#### Alıntılanan Metin:
━━━━━━

2. 4721 sayılı Türk Medeni Kanunu'nun 995 inci maddesi; "İyiniyetli olmayan zilyet, geri vermekle yükümlü olduğu şeyi haksız alıkoymuş olması yüzünden hak sahibine verdiği zararlar ve elde ettiği veya elde etmeyi ihmal eylediği ürünler karşılığında tazminat ödemek zorundadır. İyiniyetli olmayan zilyet, yaptığı giderlerden ancak hak sahibi için de zorunlu olanların tazmin edilmesini isteyebilir. İyiniyetli olmayan zilyet, şeyi kime geri vereceğini bilmediği sürece ancak kusuruyla verdiği zararlardan sorumlu olur." şeklindedir.
3. Yargıtay Hukuk Genel Kurulunun 14.02.2019 tarihli ve 2018/I-1067 E., 2019/141 K. sayılı kararı.

━━━━━━

#### Verilen Bilgiler:
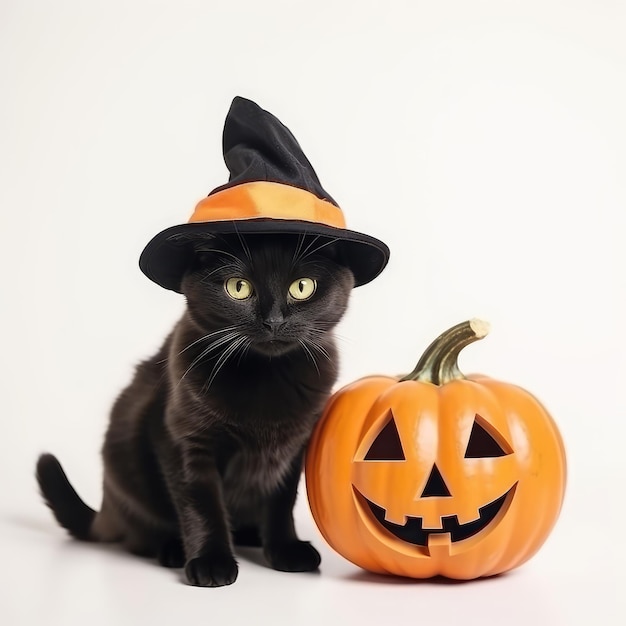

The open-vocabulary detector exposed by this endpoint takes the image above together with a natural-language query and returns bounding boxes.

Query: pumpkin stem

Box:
[401,319,489,385]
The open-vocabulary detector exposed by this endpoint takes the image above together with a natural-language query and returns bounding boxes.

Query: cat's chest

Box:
[221,425,310,494]
[211,358,334,424]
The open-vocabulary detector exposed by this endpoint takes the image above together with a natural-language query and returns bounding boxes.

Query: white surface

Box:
[0,0,626,626]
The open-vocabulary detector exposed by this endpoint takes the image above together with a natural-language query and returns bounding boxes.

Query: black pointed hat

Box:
[139,97,389,292]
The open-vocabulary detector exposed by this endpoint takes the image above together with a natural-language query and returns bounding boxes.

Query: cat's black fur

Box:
[37,235,354,586]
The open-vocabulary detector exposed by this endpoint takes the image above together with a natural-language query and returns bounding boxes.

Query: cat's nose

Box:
[263,315,285,333]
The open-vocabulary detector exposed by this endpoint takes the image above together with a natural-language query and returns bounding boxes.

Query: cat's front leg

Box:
[261,453,321,572]
[175,441,238,587]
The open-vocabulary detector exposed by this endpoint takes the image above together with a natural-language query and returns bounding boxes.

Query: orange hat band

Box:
[189,181,346,228]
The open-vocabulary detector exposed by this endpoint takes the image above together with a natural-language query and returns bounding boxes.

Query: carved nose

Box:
[421,464,450,498]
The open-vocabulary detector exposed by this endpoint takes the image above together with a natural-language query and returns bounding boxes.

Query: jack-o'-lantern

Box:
[306,320,566,579]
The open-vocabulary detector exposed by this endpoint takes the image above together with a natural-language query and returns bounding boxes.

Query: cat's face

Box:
[183,235,354,356]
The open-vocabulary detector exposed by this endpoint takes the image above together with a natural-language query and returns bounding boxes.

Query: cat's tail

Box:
[36,454,96,541]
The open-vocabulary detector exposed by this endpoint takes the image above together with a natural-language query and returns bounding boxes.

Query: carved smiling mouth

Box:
[353,483,517,546]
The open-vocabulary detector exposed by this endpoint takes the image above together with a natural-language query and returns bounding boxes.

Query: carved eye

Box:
[465,415,513,459]
[289,278,317,300]
[364,411,406,461]
[224,278,254,300]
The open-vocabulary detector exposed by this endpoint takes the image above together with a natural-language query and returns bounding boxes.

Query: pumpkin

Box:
[305,320,566,579]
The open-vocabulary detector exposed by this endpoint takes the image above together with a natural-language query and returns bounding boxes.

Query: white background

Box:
[0,0,626,625]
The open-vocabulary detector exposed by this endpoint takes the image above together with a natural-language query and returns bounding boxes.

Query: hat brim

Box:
[139,218,389,293]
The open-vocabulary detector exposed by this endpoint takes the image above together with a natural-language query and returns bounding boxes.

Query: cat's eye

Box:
[289,278,317,300]
[224,278,254,300]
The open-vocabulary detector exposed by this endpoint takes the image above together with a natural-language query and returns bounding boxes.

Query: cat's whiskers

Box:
[178,325,239,356]
[178,327,245,385]
[202,335,251,393]
[298,339,321,376]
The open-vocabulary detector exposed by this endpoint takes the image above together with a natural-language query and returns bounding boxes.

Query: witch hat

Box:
[139,97,389,293]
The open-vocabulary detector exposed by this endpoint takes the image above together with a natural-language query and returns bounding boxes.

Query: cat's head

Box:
[182,235,354,356]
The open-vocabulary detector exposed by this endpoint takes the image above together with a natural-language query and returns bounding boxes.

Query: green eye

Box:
[224,278,253,300]
[289,278,317,300]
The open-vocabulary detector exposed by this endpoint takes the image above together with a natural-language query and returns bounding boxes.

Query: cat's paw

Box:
[157,539,185,567]
[185,553,239,587]
[265,541,322,572]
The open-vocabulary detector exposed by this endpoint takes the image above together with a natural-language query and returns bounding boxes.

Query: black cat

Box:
[37,234,355,586]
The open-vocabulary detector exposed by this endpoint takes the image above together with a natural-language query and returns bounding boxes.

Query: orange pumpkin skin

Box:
[306,322,566,579]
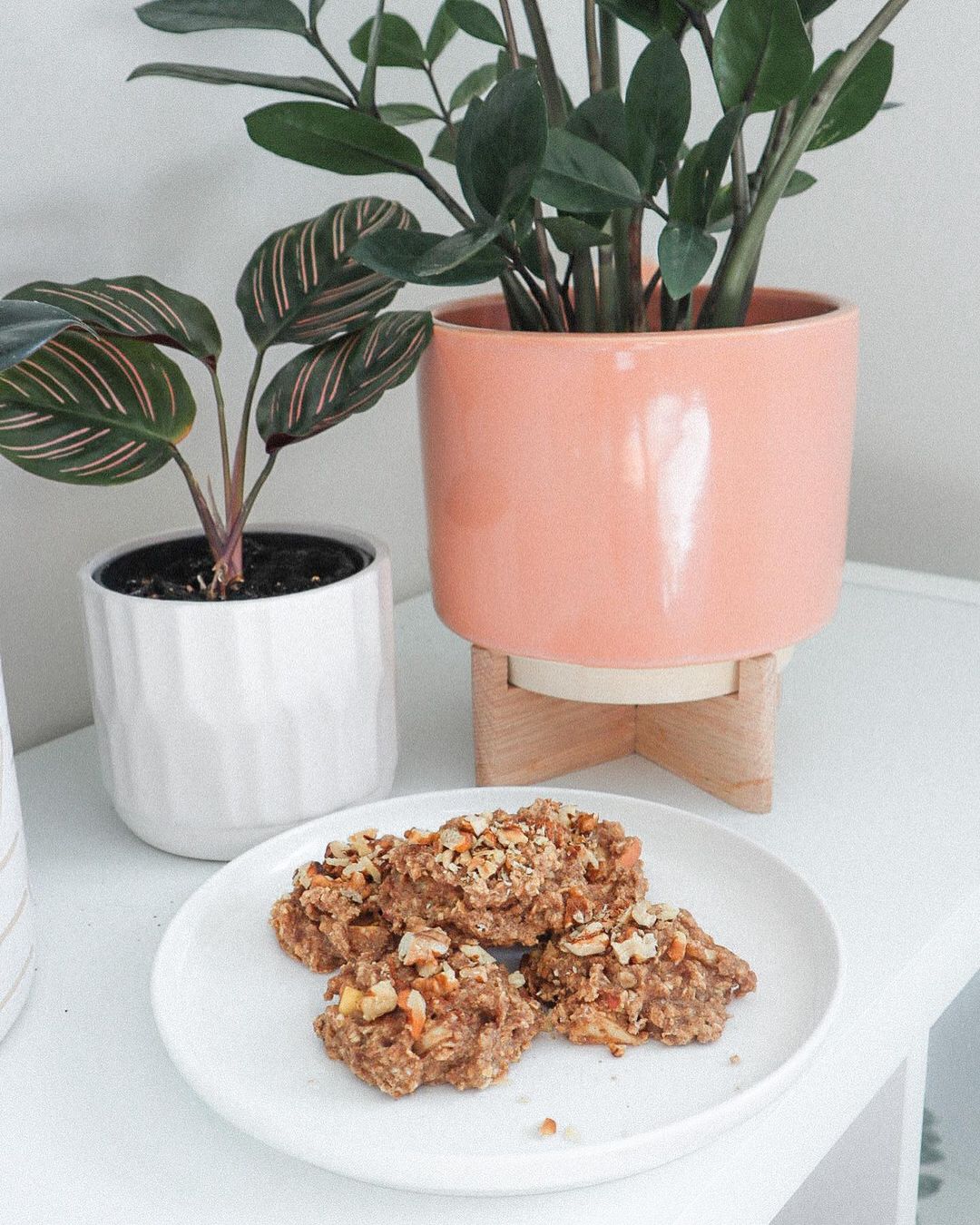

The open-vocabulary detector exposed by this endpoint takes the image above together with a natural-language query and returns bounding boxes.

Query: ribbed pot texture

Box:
[78,525,397,858]
[0,671,34,1039]
[419,289,858,668]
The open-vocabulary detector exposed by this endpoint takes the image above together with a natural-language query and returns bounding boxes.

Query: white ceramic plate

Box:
[152,785,841,1194]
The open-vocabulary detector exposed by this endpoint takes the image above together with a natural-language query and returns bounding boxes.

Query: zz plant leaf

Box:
[534,127,643,213]
[456,69,547,221]
[350,229,507,286]
[626,33,691,196]
[235,196,419,351]
[256,311,433,455]
[804,39,895,150]
[245,102,423,174]
[350,13,425,69]
[0,332,195,485]
[126,63,347,104]
[136,0,307,38]
[446,0,507,46]
[7,277,221,368]
[713,0,813,111]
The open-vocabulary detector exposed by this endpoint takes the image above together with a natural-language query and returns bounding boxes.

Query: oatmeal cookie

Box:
[314,925,545,1098]
[522,900,756,1054]
[378,800,647,947]
[270,829,399,974]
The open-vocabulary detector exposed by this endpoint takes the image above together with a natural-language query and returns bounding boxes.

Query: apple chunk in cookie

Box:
[378,800,647,947]
[270,829,400,974]
[314,925,545,1098]
[522,900,756,1054]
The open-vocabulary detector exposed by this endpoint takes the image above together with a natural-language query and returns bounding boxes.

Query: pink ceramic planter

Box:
[419,289,858,668]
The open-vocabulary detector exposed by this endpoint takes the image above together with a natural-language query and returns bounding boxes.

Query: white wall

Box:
[0,0,980,748]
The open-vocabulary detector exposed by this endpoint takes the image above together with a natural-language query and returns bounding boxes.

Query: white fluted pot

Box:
[0,656,34,1039]
[78,524,397,858]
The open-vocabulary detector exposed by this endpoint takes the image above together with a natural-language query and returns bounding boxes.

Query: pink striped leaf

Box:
[7,277,221,368]
[235,196,419,350]
[256,311,433,454]
[0,331,195,485]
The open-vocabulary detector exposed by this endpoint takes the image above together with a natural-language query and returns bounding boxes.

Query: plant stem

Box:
[228,349,266,524]
[307,25,358,106]
[599,8,620,90]
[358,0,385,114]
[500,0,567,332]
[629,209,647,332]
[209,451,279,599]
[523,0,564,126]
[643,269,661,309]
[585,0,603,93]
[171,447,224,561]
[209,367,231,517]
[425,63,456,132]
[699,0,909,327]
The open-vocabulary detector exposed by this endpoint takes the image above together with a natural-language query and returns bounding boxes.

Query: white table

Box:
[0,564,980,1225]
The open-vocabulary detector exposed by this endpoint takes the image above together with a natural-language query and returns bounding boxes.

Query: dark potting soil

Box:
[95,532,374,601]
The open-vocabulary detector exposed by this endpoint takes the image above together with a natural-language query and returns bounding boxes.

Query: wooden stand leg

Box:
[636,655,779,812]
[472,647,636,787]
[473,647,779,812]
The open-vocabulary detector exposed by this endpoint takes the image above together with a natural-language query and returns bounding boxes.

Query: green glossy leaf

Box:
[457,69,547,220]
[598,0,664,38]
[349,13,425,69]
[235,196,417,350]
[564,90,629,162]
[449,64,497,111]
[7,277,221,368]
[425,0,459,64]
[533,127,643,213]
[657,221,718,301]
[799,0,834,21]
[350,229,507,286]
[0,299,87,370]
[544,217,612,255]
[416,223,501,277]
[711,0,813,111]
[708,171,817,234]
[245,102,424,174]
[0,331,195,485]
[126,63,348,103]
[626,32,691,196]
[430,123,456,165]
[256,311,433,454]
[377,102,441,127]
[670,103,748,229]
[136,0,307,37]
[801,39,895,150]
[446,0,507,46]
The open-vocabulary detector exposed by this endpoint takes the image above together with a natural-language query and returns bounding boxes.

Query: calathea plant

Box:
[132,0,907,331]
[0,196,433,596]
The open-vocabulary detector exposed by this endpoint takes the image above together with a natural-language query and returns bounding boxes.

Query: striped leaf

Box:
[256,311,433,454]
[0,331,195,485]
[7,277,221,368]
[0,301,92,370]
[235,196,419,350]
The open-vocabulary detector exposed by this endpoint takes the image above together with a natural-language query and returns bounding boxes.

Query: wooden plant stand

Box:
[472,645,779,812]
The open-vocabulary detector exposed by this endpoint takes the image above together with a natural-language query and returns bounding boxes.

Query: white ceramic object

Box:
[152,788,841,1195]
[0,656,34,1039]
[507,647,795,706]
[78,524,397,858]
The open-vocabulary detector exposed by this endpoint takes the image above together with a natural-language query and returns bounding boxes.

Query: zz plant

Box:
[132,0,907,331]
[0,203,433,598]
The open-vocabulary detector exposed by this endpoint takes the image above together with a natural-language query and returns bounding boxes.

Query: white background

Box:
[0,0,980,748]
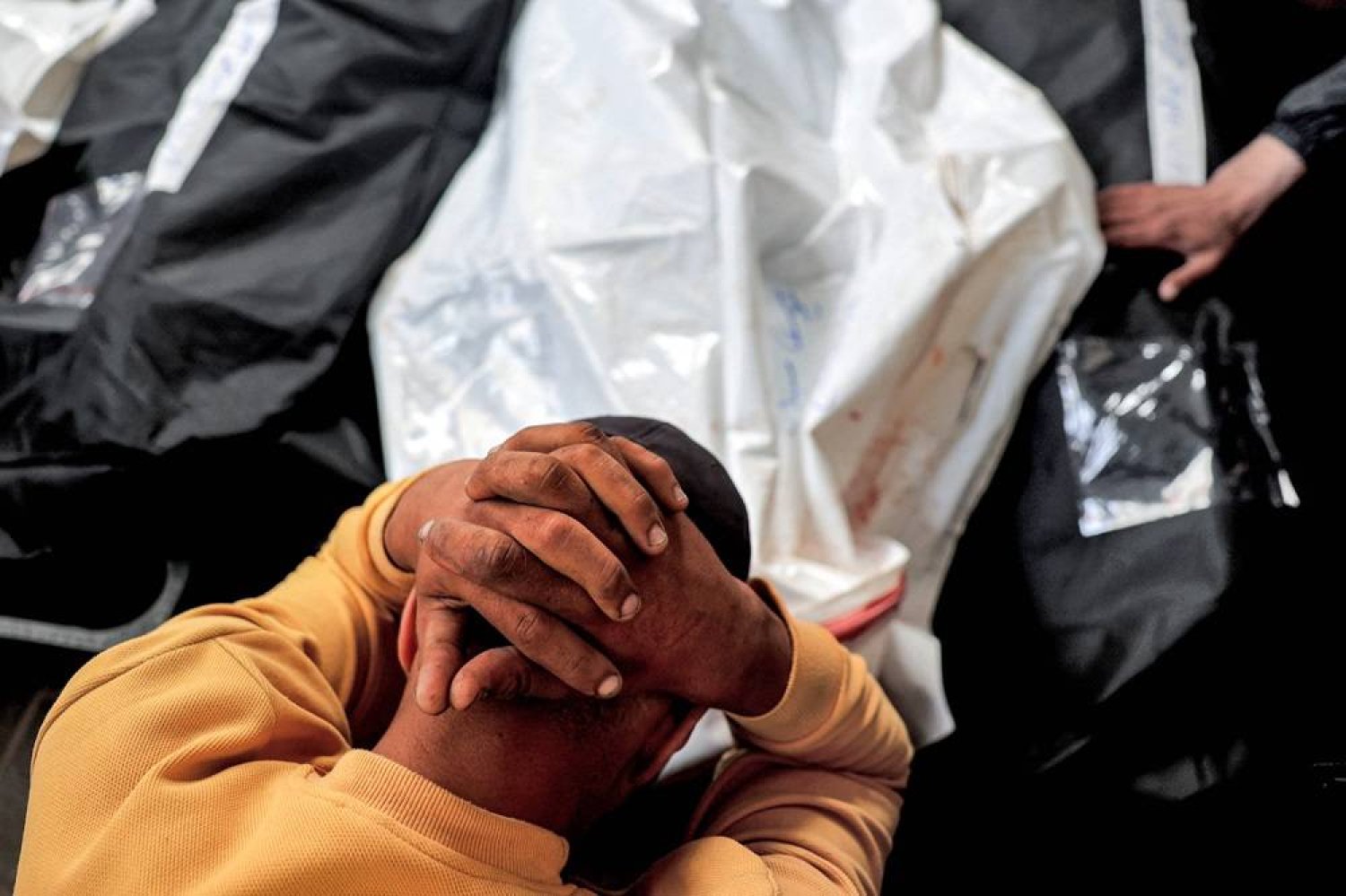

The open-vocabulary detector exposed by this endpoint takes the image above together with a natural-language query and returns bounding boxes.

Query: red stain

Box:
[851,486,879,526]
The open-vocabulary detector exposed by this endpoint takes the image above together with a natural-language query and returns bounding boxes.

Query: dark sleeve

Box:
[1267,58,1346,167]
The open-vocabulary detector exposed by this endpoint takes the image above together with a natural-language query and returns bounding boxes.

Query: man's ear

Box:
[398,588,416,675]
[633,707,705,787]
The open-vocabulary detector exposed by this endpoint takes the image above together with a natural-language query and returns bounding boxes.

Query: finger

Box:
[613,436,689,510]
[1103,221,1176,249]
[1097,183,1157,217]
[1159,252,1222,301]
[500,420,621,457]
[416,517,611,626]
[468,500,641,621]
[450,648,576,712]
[466,448,595,517]
[415,599,468,716]
[455,594,622,707]
[552,443,669,554]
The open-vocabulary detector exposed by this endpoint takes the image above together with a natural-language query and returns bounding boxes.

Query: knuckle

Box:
[513,610,543,648]
[597,560,632,605]
[538,514,579,551]
[533,455,570,492]
[562,650,590,685]
[575,422,607,446]
[466,535,517,578]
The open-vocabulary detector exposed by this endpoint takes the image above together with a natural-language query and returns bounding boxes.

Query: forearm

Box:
[237,481,412,732]
[694,611,912,893]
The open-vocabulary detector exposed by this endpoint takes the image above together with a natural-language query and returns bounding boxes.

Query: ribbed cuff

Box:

━━━━━━

#### İzlenecek Yönerge:
Türk Medeni Kanunu'nun 995 inci maddesini aktaran metni, gösterilen son cümleden sonra gelecek kısımla sürdürün.

#### Beklenen Yanıt:
3. Değerlendirme
Temyizen incelenen karar, tarafların iddia, savunma ve dayandıkları belgelere, uyuşmazlığa uygulanması gereken hukuk kuralları ile hukuki ilişkinin nitelendirilmesine, dava şartlarına, yargılama ve ispat kuralları ile kararda belirtilen gerekçelere, uyuşmazlığa konu taşınmazla ilgili olarak yapılan yargılama neticesinde Yargıtay Hukuk Genel Kurulunun 14.02.2019 tarihli ve 2018/I-1067 E., 2019/141 K. sayılı kararı ile davacı ...'in dava dışı vekil ... ile işbirliği içerisinde olduğu ve tapu malikini zararlandırmak suretiyle el ve işbirliği içerinde birlikte hareket ettiklerine yönelik değerlendirmeye göre, davacı tarafından ileri sürülen temyiz itirazlarının reddi ile kararın onanması gerekmektedir.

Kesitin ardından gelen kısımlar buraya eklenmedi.